Entries for segmentation labeling →
--- BEGIN ---
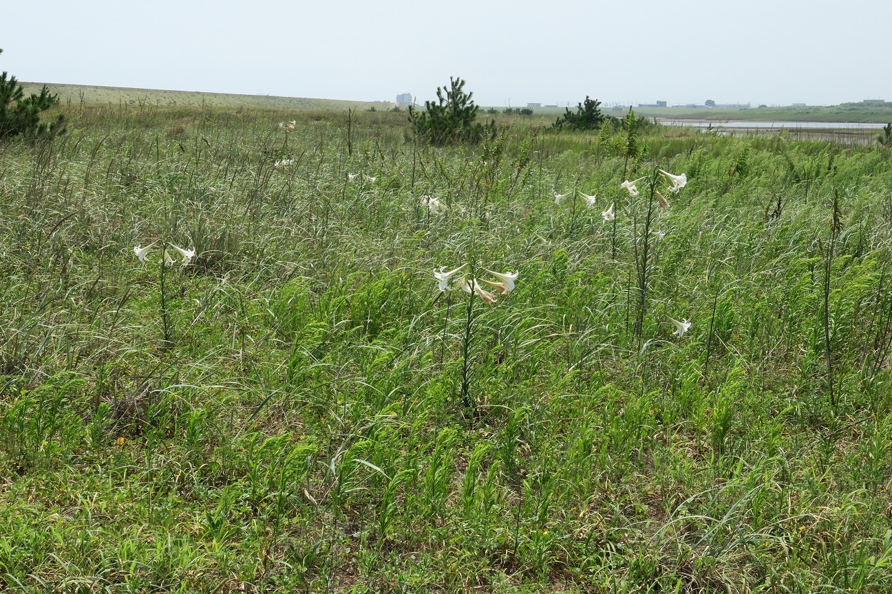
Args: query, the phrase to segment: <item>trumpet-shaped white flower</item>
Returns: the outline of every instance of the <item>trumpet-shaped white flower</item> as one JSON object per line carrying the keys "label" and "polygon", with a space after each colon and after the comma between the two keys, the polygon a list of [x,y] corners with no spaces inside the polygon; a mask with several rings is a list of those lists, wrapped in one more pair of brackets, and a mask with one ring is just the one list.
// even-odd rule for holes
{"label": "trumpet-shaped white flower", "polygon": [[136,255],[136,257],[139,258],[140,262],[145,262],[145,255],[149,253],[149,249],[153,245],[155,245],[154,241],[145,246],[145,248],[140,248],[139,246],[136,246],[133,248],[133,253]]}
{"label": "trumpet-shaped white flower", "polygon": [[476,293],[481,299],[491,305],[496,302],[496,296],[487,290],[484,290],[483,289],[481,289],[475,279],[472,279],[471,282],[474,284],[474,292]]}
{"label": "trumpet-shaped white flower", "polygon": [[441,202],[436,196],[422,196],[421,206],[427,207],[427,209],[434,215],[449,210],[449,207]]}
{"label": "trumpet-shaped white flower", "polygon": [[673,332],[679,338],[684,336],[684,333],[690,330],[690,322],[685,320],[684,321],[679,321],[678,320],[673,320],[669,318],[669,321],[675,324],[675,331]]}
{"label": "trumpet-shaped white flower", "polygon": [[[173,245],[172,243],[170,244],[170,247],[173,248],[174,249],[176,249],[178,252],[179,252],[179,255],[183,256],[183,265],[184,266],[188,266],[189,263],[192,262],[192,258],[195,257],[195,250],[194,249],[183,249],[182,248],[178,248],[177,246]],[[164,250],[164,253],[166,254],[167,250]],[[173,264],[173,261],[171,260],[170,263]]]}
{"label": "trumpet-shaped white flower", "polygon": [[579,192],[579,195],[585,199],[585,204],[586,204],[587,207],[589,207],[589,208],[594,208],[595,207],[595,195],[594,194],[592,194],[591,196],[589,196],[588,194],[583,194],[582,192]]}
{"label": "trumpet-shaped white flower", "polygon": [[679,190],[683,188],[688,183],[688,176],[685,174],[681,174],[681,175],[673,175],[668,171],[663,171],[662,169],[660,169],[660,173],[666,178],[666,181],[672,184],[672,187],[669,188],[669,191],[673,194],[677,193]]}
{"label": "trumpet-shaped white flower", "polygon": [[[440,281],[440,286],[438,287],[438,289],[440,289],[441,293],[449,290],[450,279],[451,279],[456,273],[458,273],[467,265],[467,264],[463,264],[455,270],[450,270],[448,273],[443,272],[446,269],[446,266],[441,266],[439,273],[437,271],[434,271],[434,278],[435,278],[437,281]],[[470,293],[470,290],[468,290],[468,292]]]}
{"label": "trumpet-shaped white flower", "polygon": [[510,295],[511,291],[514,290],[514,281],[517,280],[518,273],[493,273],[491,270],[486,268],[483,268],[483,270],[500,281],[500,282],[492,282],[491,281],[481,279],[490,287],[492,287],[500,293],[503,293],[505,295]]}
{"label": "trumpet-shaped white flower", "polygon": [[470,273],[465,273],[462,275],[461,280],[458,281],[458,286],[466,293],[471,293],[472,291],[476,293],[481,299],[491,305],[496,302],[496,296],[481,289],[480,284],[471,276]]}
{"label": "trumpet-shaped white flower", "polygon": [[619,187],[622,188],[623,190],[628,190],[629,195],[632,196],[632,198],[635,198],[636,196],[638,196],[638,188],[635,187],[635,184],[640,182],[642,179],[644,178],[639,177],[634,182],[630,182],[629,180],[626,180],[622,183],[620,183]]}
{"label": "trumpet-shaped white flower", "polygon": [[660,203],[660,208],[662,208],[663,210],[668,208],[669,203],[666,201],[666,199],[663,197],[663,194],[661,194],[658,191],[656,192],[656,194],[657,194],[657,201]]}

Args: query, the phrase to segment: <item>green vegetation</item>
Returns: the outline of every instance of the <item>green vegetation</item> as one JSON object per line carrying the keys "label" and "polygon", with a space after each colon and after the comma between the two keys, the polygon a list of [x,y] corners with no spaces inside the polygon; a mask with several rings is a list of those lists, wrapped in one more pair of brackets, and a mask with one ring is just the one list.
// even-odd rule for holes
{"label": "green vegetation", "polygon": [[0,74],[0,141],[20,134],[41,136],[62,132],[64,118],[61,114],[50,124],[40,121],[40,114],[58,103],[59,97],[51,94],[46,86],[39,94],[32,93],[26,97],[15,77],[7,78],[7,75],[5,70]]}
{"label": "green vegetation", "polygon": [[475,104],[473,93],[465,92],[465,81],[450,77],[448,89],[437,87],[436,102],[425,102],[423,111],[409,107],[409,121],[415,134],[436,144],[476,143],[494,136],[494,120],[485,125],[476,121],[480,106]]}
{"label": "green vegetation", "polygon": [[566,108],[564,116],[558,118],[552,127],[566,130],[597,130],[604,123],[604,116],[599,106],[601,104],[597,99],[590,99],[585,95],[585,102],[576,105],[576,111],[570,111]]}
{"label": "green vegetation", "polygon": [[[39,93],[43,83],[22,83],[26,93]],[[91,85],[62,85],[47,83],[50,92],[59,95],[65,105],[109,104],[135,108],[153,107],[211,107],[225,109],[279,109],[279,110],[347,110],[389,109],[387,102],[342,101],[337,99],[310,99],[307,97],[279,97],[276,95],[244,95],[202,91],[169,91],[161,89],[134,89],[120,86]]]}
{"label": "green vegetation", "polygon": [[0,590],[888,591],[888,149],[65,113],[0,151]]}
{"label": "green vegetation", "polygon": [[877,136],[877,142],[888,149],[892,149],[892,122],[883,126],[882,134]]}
--- END ---
--- BEGIN ---
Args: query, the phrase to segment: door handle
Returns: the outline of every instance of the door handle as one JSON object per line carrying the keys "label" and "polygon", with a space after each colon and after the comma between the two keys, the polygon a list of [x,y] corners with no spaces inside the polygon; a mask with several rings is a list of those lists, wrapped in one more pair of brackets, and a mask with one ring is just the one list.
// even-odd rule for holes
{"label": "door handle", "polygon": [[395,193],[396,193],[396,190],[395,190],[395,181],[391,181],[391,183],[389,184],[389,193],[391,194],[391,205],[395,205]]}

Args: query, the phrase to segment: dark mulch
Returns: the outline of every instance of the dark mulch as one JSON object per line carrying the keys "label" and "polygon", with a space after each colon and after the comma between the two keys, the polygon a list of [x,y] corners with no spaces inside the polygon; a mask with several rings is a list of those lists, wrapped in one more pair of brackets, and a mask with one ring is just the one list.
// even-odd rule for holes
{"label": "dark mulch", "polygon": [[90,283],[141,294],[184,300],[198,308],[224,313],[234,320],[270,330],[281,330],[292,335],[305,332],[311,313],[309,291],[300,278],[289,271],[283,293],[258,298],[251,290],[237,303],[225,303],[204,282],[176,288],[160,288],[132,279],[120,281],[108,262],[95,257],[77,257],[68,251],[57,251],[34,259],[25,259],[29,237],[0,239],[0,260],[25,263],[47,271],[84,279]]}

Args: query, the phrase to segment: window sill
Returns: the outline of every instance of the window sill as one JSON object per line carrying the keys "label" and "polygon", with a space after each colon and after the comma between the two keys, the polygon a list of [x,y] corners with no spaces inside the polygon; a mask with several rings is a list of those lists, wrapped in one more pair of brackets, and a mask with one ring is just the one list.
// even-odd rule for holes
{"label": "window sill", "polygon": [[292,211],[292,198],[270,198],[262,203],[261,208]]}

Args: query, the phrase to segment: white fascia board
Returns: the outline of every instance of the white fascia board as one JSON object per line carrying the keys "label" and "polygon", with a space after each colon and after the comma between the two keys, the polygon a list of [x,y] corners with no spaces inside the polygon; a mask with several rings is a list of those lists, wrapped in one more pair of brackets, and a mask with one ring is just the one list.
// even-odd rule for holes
--- END ---
--- BEGIN ---
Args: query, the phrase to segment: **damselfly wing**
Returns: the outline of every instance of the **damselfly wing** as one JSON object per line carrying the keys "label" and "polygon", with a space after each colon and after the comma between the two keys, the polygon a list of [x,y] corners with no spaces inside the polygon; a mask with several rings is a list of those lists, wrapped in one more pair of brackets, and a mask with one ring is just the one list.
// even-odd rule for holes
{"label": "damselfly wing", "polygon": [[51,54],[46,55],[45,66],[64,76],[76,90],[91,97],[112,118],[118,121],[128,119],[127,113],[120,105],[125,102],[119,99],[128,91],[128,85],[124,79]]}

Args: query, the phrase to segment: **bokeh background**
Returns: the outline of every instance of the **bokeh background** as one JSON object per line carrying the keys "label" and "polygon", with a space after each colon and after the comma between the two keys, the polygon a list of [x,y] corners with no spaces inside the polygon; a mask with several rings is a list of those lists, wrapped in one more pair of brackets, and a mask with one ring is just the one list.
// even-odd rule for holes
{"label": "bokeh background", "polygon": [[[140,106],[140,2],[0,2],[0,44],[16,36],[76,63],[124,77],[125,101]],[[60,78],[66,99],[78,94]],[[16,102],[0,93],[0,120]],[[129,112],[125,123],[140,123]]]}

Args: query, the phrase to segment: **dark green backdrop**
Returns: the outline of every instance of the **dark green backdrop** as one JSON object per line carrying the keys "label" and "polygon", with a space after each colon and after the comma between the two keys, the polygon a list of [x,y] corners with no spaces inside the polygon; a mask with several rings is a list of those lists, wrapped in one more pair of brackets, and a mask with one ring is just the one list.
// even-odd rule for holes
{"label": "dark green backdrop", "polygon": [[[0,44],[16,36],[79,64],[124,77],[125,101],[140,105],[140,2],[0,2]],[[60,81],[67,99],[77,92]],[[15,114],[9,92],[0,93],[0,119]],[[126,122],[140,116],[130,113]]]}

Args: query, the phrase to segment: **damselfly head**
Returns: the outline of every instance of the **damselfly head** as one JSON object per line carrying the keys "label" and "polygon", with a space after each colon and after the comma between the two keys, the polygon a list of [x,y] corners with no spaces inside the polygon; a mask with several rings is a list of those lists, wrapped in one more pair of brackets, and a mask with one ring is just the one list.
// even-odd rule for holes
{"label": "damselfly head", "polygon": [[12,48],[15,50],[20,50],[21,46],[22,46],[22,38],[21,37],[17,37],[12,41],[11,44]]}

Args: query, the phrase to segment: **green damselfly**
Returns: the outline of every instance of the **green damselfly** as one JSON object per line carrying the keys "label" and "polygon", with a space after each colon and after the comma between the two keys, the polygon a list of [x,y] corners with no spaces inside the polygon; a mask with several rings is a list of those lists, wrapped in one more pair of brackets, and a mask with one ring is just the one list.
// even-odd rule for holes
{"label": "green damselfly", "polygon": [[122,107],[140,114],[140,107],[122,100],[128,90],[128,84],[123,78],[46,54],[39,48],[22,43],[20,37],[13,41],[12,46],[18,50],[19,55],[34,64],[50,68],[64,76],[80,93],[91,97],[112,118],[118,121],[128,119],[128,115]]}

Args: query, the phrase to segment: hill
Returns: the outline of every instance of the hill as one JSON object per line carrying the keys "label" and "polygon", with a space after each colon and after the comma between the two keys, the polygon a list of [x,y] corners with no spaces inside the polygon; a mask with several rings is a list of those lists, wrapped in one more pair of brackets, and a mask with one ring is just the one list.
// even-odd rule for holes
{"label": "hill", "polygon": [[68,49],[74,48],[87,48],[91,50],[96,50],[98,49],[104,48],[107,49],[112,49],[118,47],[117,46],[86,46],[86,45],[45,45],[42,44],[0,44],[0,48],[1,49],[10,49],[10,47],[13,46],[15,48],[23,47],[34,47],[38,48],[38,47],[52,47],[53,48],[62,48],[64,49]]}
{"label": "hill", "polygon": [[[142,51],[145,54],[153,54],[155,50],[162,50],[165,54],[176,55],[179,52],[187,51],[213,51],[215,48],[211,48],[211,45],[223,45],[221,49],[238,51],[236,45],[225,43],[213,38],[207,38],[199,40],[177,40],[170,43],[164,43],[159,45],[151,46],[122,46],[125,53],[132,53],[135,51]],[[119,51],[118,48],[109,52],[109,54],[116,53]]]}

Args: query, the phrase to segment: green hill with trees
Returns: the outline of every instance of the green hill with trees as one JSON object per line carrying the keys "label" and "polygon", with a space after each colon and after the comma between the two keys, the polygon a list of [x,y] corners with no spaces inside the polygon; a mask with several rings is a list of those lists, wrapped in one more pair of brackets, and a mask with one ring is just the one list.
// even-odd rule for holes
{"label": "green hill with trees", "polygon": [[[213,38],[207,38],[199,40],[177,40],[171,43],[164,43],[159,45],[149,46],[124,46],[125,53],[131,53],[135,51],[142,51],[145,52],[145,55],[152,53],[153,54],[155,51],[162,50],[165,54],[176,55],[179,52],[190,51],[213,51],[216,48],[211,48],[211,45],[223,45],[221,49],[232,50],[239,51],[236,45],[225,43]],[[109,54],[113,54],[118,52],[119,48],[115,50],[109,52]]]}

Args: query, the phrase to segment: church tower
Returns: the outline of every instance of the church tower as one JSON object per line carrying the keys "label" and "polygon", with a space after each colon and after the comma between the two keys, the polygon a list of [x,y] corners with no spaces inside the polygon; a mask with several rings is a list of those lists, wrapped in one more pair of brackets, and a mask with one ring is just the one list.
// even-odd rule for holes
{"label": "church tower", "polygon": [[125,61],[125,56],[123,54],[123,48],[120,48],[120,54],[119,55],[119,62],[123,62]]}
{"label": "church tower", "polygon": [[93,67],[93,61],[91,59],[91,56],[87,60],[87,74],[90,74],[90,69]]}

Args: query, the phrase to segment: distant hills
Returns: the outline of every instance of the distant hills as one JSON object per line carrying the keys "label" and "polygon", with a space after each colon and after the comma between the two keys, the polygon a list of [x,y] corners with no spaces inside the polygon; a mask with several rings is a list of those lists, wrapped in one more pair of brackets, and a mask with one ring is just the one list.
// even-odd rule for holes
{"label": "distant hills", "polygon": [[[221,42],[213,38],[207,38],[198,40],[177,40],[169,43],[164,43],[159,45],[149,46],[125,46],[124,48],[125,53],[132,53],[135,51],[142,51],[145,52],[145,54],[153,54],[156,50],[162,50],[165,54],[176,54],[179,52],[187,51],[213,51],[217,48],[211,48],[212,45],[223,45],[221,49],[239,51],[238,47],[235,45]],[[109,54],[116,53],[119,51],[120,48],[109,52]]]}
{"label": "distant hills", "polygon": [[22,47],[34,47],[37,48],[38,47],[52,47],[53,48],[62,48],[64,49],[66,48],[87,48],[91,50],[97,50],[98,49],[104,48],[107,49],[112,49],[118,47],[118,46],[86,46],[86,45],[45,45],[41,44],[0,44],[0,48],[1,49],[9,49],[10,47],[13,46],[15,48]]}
--- END ---
Directive → Tally the lines above that contain the string "board", and reply with only the number.

Result for this exercise → 2